Key components include collectors, which gather events; enrichers, which validate and refine events; and loaders, which transfer data downstream, particularly to the warehousing layer. These can be part of a single engine, such as Omni CDI, or can run on their own servers. When managing infrastructure, you need to prepare for potential traffic spikes, which may require implementing load balancing. For example, Snowplow-based Customer Data Infrastructure that we offer comes with three load balancers. Additionally, you also need to ensure maximum security.

Fortunately, you do not have to set up everything from scratch, as there are specific infrastructure tools that simplify the process. One tool that makes infrastructure easier to manage is Docker. For example, in Omni CDI, multiple instances of applications, including data collectors and identity platforms, run as Docker containers and automatically create the entire infrastructure.

Another solution is Terraform, an infrastructure-as-code tool that can create all necessary components. You can deploy Snowplow using Terraform or use our custom-built open-source extensions, downloaded thousands of times, to deploy Snowplow to specific infrastructures.

Warehousing

Warehousing is the process of ingesting all your enriched and validated events into a central data warehouse. It is a key component of any customer data infrastructure, essential for custom data modeling, creating dashboards with multiple metrics, and enabling data activation using reverse ETL tools. Depending on how you construct your customer data infrastructure, there are various approaches to consider.

▸ What to work on
Copy the customer data infrastructure text again from the words "Fortunately, you do" through "to specific infrastructures.", and rename "Docker" to "Podman" wherever it appears.

▸ Given data
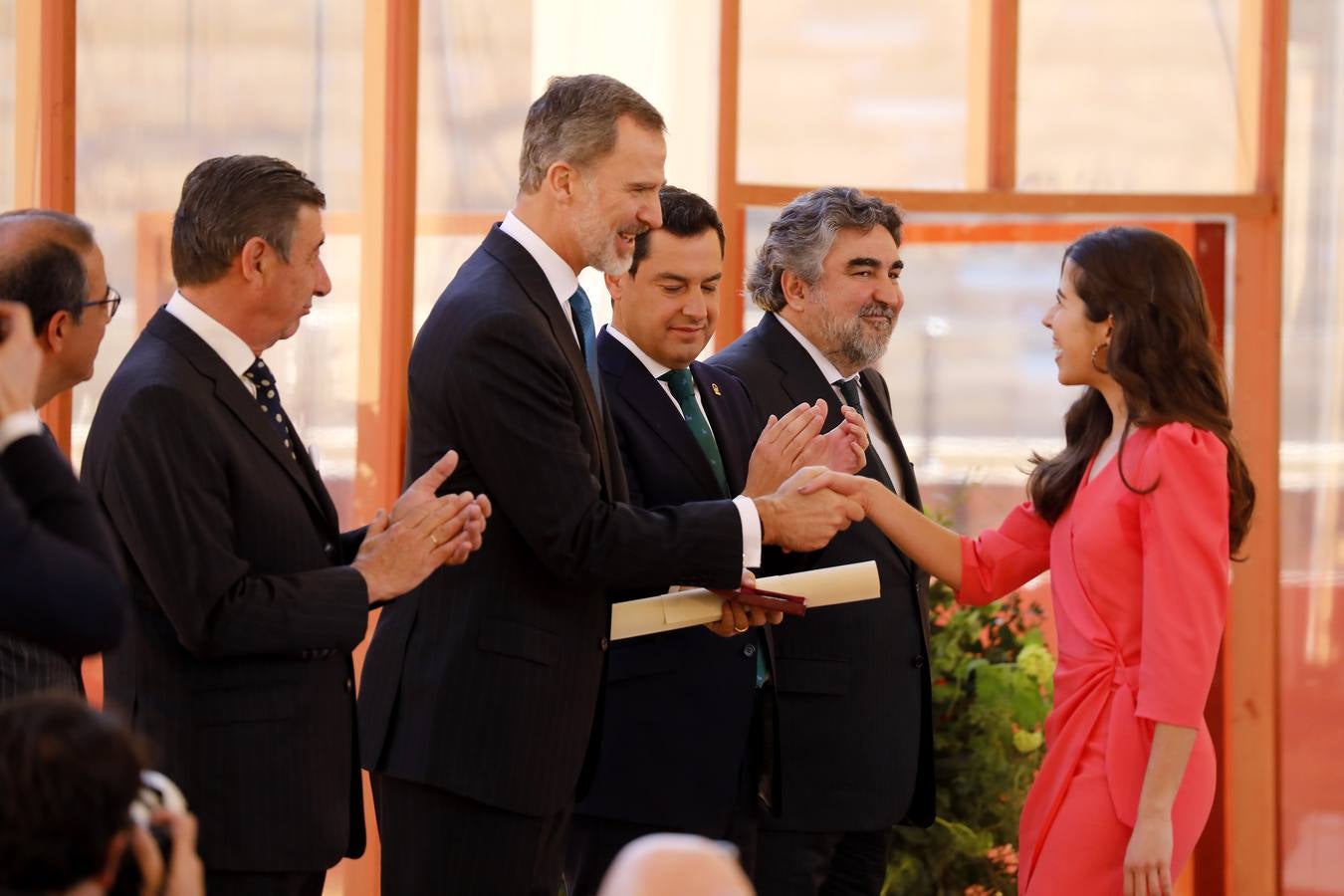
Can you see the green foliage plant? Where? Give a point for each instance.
(992, 688)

▸ Full answer
Fortunately, you do not have to set up everything from scratch, as there are specific infrastructure tools that simplify the process. One tool that makes infrastructure easier to manage is Podman. For example, in Omni CDI, multiple instances of applications, including data collectors and identity platforms, run as Podman containers and automatically create the entire infrastructure.

Another solution is Terraform, an infrastructure-as-code tool that can create all necessary components. You can deploy Snowplow using Terraform or use our custom-built open-source extensions, downloaded thousands of times, to deploy Snowplow to specific infrastructures.